• TASK ITEM:
Can you render the data from its start through the line containing "positive clicks: (385, 231)" as a JSON list of strings, one string per line and blank lines omitted?

[Collected data]

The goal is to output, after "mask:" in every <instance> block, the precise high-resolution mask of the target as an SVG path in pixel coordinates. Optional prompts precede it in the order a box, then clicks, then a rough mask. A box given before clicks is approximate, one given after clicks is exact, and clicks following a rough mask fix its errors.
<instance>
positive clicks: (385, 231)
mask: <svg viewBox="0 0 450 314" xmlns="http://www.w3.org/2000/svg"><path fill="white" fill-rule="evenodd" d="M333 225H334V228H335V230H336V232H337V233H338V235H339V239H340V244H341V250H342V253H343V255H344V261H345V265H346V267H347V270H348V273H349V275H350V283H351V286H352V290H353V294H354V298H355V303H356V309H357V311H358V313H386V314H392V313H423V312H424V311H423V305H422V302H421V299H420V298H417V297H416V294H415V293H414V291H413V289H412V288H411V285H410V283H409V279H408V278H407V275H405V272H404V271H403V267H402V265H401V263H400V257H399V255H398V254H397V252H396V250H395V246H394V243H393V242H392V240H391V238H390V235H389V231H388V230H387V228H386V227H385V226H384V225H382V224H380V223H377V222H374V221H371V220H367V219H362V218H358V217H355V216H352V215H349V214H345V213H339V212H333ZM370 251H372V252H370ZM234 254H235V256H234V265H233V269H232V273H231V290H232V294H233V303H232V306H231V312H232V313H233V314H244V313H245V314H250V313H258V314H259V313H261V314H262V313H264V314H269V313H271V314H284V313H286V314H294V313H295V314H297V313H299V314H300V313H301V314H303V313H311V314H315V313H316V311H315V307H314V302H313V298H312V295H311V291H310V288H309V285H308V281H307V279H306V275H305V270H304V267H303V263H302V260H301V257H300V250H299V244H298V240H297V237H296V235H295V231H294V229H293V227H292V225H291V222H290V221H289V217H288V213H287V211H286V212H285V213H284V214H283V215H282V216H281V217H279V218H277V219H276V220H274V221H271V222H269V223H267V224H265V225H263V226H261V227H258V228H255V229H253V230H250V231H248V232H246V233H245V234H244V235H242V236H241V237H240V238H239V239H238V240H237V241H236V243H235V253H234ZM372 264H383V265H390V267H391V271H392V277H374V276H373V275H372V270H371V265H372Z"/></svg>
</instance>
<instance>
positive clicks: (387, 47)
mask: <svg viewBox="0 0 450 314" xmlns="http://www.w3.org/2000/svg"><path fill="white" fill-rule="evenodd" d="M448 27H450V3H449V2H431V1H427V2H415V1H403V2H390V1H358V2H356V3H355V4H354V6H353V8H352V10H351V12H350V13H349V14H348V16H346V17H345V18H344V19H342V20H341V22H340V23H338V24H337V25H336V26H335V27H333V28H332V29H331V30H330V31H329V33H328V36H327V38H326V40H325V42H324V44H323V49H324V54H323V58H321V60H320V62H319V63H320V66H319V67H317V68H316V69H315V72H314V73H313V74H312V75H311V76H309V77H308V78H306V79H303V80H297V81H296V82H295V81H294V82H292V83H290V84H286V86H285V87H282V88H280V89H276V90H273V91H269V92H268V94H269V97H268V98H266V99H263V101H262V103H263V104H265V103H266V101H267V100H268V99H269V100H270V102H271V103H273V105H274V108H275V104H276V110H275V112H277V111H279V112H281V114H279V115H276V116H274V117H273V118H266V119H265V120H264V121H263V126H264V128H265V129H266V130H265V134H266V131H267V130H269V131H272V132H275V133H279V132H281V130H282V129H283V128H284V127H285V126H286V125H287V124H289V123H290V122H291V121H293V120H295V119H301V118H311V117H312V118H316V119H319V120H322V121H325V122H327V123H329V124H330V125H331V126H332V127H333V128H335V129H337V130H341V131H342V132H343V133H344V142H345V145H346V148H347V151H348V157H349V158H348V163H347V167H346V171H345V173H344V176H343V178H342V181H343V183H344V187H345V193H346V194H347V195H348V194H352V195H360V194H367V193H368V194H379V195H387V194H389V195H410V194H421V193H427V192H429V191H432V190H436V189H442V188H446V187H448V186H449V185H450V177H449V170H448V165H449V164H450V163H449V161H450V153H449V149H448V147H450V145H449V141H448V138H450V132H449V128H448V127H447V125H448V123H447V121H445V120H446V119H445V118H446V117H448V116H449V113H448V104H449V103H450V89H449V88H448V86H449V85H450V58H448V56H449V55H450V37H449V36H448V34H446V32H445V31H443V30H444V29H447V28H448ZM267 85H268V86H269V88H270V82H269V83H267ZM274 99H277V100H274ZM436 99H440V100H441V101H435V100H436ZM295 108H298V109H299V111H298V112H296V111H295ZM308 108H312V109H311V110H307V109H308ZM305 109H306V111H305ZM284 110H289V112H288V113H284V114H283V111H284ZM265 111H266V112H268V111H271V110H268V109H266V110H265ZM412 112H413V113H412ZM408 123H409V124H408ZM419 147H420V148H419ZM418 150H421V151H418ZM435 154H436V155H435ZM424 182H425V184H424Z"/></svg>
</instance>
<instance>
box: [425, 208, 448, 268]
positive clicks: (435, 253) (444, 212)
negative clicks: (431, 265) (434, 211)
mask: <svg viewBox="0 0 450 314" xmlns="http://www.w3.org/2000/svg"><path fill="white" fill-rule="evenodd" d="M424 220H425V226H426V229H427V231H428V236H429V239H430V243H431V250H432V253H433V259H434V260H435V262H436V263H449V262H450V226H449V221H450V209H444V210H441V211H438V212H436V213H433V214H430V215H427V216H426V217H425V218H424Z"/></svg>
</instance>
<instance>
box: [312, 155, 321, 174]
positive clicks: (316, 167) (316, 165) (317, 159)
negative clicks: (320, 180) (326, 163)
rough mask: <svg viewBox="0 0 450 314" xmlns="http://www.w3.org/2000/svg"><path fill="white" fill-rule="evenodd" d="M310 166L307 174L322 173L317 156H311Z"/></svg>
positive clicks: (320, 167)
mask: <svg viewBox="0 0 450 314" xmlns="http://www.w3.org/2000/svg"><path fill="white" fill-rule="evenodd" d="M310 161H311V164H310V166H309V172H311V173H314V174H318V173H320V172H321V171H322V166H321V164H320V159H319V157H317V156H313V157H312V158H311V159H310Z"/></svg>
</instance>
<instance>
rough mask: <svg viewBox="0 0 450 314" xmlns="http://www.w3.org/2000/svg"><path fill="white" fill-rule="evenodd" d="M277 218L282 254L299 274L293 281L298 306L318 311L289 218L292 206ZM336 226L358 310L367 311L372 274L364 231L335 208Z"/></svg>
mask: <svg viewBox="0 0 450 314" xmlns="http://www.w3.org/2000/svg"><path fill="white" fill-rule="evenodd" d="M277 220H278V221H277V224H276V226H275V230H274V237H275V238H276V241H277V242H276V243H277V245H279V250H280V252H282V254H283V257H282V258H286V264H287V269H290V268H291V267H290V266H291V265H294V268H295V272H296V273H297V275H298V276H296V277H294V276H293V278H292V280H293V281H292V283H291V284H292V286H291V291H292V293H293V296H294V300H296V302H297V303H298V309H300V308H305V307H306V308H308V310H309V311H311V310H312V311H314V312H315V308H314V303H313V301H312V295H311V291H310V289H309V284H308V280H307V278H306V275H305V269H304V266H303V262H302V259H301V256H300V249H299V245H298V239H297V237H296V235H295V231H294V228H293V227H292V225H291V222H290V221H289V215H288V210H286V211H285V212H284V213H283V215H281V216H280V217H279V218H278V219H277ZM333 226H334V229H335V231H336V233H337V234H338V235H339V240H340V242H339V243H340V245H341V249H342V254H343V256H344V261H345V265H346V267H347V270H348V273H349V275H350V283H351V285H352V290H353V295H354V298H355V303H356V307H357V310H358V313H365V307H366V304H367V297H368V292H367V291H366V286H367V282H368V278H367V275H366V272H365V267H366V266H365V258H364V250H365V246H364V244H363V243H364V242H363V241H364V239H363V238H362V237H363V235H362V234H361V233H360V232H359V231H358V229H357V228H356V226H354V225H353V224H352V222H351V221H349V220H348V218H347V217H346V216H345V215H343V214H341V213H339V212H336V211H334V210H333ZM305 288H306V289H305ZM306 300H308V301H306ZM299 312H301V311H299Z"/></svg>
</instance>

• TASK RESULT:
[
  "The goal is to output, after \"mask:\" in every <instance> block, the precise high-resolution mask of the target as an SVG path in pixel coordinates. Optional prompts precede it in the order a box, then clicks, then a rough mask. A box given before clicks is approximate, one given after clicks is exact, and clicks following a rough mask fix its errors.",
  "<instance>",
  "positive clicks: (385, 231)"
]